#### 제공 데이터 ####

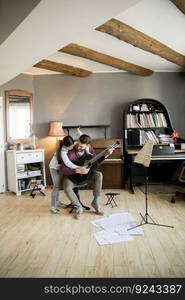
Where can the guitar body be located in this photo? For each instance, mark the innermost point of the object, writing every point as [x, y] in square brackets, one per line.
[91, 162]
[82, 162]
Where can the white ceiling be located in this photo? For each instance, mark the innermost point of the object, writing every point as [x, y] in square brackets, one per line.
[54, 24]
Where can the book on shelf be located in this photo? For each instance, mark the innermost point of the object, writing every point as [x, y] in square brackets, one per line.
[142, 120]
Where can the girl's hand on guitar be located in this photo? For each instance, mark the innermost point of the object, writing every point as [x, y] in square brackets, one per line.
[82, 170]
[109, 152]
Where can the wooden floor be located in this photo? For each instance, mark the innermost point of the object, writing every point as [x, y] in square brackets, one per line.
[36, 243]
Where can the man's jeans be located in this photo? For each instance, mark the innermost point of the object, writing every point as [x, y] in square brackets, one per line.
[96, 177]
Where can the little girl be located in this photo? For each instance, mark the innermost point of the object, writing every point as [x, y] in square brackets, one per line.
[60, 155]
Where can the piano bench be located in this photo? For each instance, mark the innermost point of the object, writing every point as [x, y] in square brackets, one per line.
[110, 197]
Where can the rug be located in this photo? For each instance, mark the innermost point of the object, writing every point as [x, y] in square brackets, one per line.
[162, 188]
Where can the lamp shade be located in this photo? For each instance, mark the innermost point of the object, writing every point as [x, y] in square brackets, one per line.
[56, 129]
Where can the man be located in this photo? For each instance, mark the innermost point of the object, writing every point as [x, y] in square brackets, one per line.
[82, 148]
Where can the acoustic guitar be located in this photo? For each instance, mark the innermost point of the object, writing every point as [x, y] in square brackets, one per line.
[91, 162]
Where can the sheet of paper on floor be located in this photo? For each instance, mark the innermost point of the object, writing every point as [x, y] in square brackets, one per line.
[123, 229]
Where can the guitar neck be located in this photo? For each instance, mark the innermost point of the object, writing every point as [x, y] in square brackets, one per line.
[101, 154]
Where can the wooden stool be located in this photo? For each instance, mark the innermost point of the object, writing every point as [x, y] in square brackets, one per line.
[111, 199]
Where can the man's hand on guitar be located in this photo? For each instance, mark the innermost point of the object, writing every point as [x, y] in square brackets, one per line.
[82, 170]
[109, 152]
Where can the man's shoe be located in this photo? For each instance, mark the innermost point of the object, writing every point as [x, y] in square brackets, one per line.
[77, 212]
[54, 210]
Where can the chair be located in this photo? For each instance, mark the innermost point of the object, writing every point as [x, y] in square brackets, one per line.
[181, 178]
[76, 191]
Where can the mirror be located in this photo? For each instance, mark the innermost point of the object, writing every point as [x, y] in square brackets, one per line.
[18, 115]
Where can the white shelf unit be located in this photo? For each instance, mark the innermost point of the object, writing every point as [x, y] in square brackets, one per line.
[24, 157]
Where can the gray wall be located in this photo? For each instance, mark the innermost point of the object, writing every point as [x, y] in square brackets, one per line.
[97, 99]
[12, 13]
[101, 99]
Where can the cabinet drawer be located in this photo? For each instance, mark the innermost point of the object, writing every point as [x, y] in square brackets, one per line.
[29, 157]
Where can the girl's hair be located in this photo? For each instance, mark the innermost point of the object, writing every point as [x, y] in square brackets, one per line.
[67, 141]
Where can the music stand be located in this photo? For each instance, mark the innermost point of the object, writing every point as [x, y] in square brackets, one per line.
[144, 158]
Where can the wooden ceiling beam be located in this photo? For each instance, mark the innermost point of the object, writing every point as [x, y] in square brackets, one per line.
[84, 52]
[139, 39]
[62, 68]
[180, 4]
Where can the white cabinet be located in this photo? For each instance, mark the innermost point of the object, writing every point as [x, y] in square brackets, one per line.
[25, 168]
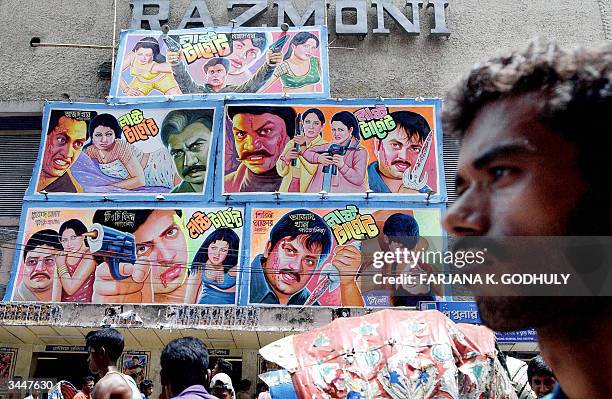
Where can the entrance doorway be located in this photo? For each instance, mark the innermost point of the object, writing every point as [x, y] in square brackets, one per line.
[60, 366]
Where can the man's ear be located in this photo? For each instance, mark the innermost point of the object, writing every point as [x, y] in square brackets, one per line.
[268, 249]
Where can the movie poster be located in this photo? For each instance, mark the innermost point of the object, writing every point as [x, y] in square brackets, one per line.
[128, 255]
[389, 150]
[8, 357]
[216, 62]
[331, 256]
[136, 365]
[124, 150]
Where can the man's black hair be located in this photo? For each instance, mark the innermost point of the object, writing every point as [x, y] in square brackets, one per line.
[216, 61]
[537, 366]
[286, 227]
[176, 121]
[287, 114]
[184, 362]
[43, 237]
[402, 228]
[109, 339]
[140, 217]
[412, 123]
[224, 366]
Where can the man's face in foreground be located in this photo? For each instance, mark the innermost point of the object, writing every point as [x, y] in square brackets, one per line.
[515, 178]
[160, 241]
[290, 264]
[259, 140]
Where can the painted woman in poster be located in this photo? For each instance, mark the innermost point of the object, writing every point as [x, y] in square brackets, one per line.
[341, 164]
[149, 69]
[121, 160]
[297, 172]
[215, 266]
[301, 69]
[75, 265]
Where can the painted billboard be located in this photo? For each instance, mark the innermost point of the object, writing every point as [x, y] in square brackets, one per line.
[124, 151]
[387, 149]
[128, 255]
[306, 256]
[222, 61]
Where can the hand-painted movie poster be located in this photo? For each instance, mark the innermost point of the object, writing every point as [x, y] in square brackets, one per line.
[125, 150]
[247, 62]
[327, 256]
[103, 255]
[348, 147]
[135, 364]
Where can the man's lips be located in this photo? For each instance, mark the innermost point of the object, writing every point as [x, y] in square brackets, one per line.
[39, 276]
[401, 165]
[170, 274]
[60, 163]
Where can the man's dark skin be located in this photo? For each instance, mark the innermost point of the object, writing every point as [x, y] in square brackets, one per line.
[110, 386]
[516, 177]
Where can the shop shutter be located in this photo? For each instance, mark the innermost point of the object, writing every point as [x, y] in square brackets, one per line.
[18, 153]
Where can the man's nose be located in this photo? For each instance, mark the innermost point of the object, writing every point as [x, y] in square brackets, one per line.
[468, 216]
[190, 159]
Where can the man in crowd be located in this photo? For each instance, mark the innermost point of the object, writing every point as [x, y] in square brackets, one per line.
[160, 270]
[146, 388]
[86, 388]
[184, 363]
[534, 127]
[541, 378]
[260, 134]
[39, 264]
[187, 134]
[104, 347]
[216, 73]
[65, 139]
[397, 153]
[292, 256]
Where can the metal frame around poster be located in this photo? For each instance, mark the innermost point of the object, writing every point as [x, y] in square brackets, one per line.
[19, 243]
[440, 197]
[114, 98]
[206, 196]
[244, 281]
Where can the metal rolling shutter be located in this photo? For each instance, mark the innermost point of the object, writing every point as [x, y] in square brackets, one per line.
[18, 153]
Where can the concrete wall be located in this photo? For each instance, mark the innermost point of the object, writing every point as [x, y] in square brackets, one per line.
[392, 66]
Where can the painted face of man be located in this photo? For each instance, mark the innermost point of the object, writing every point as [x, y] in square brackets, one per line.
[243, 55]
[290, 264]
[397, 153]
[215, 76]
[217, 252]
[312, 126]
[64, 145]
[39, 268]
[511, 182]
[189, 150]
[160, 241]
[542, 384]
[259, 140]
[71, 242]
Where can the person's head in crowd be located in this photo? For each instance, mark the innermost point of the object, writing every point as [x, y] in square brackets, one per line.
[541, 378]
[146, 387]
[88, 384]
[104, 348]
[221, 386]
[222, 366]
[184, 363]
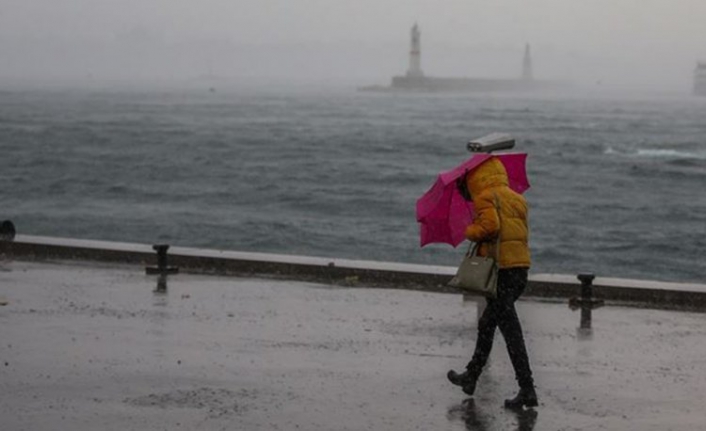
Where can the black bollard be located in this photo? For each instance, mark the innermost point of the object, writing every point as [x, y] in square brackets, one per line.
[7, 231]
[586, 302]
[162, 264]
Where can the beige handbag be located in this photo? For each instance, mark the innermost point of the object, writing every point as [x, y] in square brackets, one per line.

####

» **과제 내용**
위 데이터 전체에서 "innermost point"만 "central point"(으)로 고치고 나머지는 그대로 두어 다시 적으세요. 그림은 답에 넣지 마세요.

» **문제 풀이**
Where can the guitar body be located in this photo? For each instance, mark the central point of the object, writing every point as [x, y] in square brackets, one per line.
[91, 162]
[82, 162]
Where can the white ceiling be located in this photo? For each instance, mark the central point of the object, writing every point as [x, y] in square brackets, one per line.
[54, 24]
Where can the book on shelf be located in this photo? For each instance, mark the central point of the object, writing every point as [x, y] in square brackets, one per line.
[142, 120]
Where can the girl's hand on guitar be located in this photo? For each instance, mark the central point of the object, writing every point as [x, y] in square brackets, one per line.
[82, 170]
[109, 152]
Where can the wooden floor be located in this photo? For each instance, mark the central point of the object, writing every point as [x, y] in square brackets, one per line.
[36, 243]
Where can the man's jeans be located in this photo? For each instance, mark the central point of the object, writing every point as [x, y] in square brackets, one per line.
[96, 177]
Where can the little girl be located in this photo? For each instance, mark the central point of the object, writing every point as [x, y] in square brackets, one per line.
[60, 155]
Where can the piano bench be located in this photo? For each instance, mark the central point of the object, writing every point as [x, y] in square brackets, one per line.
[110, 197]
Where can the rug be located in this photo? For each instance, mark the central point of the object, writing every point as [x, y] in square brackets, one per line.
[162, 188]
Where can the lamp shade be located in this photo? For each instance, mark the central point of the object, writing every point as [x, y] in square brackets, one per line.
[56, 129]
Where can the man be located in this photo? For each instance, mark the central point of the object, writing every point as [x, y] in square brackets, one per line.
[82, 148]
Where can the acoustic guitar be located in this photo? For each instance, mark the central point of the object, writing every point as [x, y] in square brackets, one per line.
[91, 162]
Where can the sheet of paper on floor be located in this photo? For each instance, mark the central point of the object, writing every point as [x, y] in square brackets, one per line.
[123, 229]
Where can the guitar neck be located in this photo? For each instance, mark the central point of the object, writing every point as [x, y] in square brackets, one per line.
[101, 154]
Where can the wooden stool be located in this photo? For each instance, mark the central point of the object, writing every point as [x, y] in square brackets, one per line.
[111, 199]
Where can the man's hand on guitar be located in this photo? For each instance, mark the central point of the object, writing every point as [x, y] in square brackets, one per line.
[82, 170]
[109, 152]
Where can the man's shoe be located in this photo? For each instance, mark the central point of the object, writing every point as [x, y] in square brackets, one per line.
[77, 212]
[54, 210]
Where can the chair be located in this photo? For each instance, mark the central point of the object, writing every point as [x, y] in square brackets, one per line.
[181, 178]
[76, 191]
Where can the mirror be located in this photo? For each instance, mark the central point of the object, writing every point as [x, y] in square brackets, one per line.
[18, 115]
Where can the white shelf unit be located in this photo? For each instance, mark the central point of the object, writing every point as [x, y] in square brackets, one per line.
[24, 157]
Where can the gray wall be located in this photo? For each instance, mark the central point of the object, writing every point as [x, y] in square brackets, one per line.
[97, 99]
[12, 13]
[101, 99]
Where can the cabinet drawer be located in this photo? For each instance, mark the central point of the object, writing every point as [x, y] in square brackets, one per line.
[29, 157]
Where can the girl's hair be located in this photo? For each instance, mark the central point of the object, writing every point as [x, y] in square brackets, one per line.
[67, 141]
Where can the music stand be located in this photo? For each instance, mark the central point of the object, writing every point as [x, y] in square brackets, one per line.
[144, 158]
Where can the wooden ceiling beam be located in this photo? For each instance, mark the central point of the object, writing every point as [x, y] in square brackets, one per line.
[84, 52]
[139, 39]
[62, 68]
[180, 4]
Where can the white cabinet be located in this photo? For each instance, mark the central point of the object, writing every point as [x, y] in square brackets, one per line.
[25, 168]
Where can the entrance doorway be located in this photo? For each instance, mark the central point of the object, writing every point as [x, y] in square brackets, one per line.
[60, 366]
Where can the man's ear be located in this photo? For each instance, mark the central point of the object, writing every point as [x, y] in square brackets, one per line.
[268, 249]
Where can the movie poster be located in this photo? For each instance, mark the central point of the object, writing every point as [x, y] in square brackets, one per line.
[128, 255]
[389, 150]
[8, 357]
[216, 62]
[331, 256]
[136, 365]
[124, 150]
Where can the man's black hair be located in this photo? For each instance, mark the central point of the object, writing every point as [x, y] in square brackets, one per line.
[216, 61]
[537, 366]
[286, 227]
[176, 121]
[287, 114]
[184, 362]
[43, 237]
[402, 228]
[109, 339]
[140, 217]
[412, 123]
[224, 366]
Where can the man's face in foreground be located in this photo? For each instance, mark the central point of the object, writing every point as [x, y] in square brackets, one per line.
[515, 178]
[160, 241]
[290, 264]
[259, 140]
Where can the painted woman in poster be located in this photo? For each instance, mark the central point of the object, writing every point as [x, y] in square brackets, one per line.
[341, 164]
[149, 69]
[121, 160]
[297, 172]
[215, 266]
[301, 69]
[75, 265]
Where can the painted billboard be located in this photo? For each instance, mark the central point of the object, writing every point as [x, y] in square brackets, one per line.
[124, 151]
[387, 149]
[128, 255]
[306, 256]
[222, 61]
Where can the hand-painted movie poster be located in this photo? For each instance, mark the central point of the object, writing every point as [x, y] in square brackets, one per line.
[125, 150]
[247, 62]
[327, 256]
[103, 255]
[348, 147]
[135, 364]
Where can the man's lips be located in this photo? For each instance, mark the central point of the object, writing every point as [x, y] in square brackets, one per line.
[39, 276]
[401, 165]
[170, 274]
[60, 163]
Where can the man's dark skin be located in this photo? For each instance, mark the central point of the object, writing every point as [x, y] in square brackets, one per line.
[110, 386]
[516, 177]
Where can the shop shutter be located in this photo? For each instance, mark the central point of the object, writing every point as [x, y] in square brackets, one per line.
[18, 153]
Where can the man's nose be located in this photo? For each instance, mark the central point of the object, writing every point as [x, y] in square brackets, one per line.
[468, 216]
[190, 159]
Where can the man in crowd be located in this photo? For each instance, mark the central point of the object, writing every point as [x, y] in square brackets, one per line.
[160, 270]
[146, 388]
[86, 388]
[184, 363]
[534, 127]
[541, 378]
[260, 134]
[39, 264]
[187, 134]
[104, 347]
[216, 73]
[65, 139]
[397, 153]
[292, 256]
Where can the metal frame around poster be located in this photo? For each instance, mark the central point of the object, writing every point as [x, y] in square brackets, one per line.
[19, 243]
[440, 197]
[114, 98]
[206, 196]
[244, 281]
Where can the metal rolling shutter be located in this photo? For each instance, mark the central point of the object, writing every point as [x, y] in square brackets, one per line.
[18, 153]
Where can the concrete wall be located in this photo? For each instance, mark the central point of the object, writing every point as [x, y] in square brackets, one per line.
[392, 66]
Where can the painted face of man be located in this photo? For each instance, mark the central point of the object, writing every point as [x, y] in square brackets, one per line.
[243, 55]
[290, 264]
[397, 153]
[215, 76]
[217, 252]
[312, 126]
[64, 145]
[39, 268]
[511, 182]
[189, 150]
[160, 241]
[542, 384]
[259, 140]
[71, 242]
Where can the person's head in crowd be located in this photo? For each instance, mark the central point of the object, writing every point as [x, y] in square brackets, one per line.
[541, 378]
[146, 387]
[88, 384]
[104, 348]
[221, 386]
[222, 366]
[184, 363]
Where can the black bollard be located in this photo? For each instance, mark the central point of the object, writing every point as [x, y] in square brackets, one per line.
[7, 231]
[586, 302]
[162, 264]
Where can the beige handbag be located in this photo? For each instance, mark the central point of the object, writing every point as [x, y] in square brackets, one per line.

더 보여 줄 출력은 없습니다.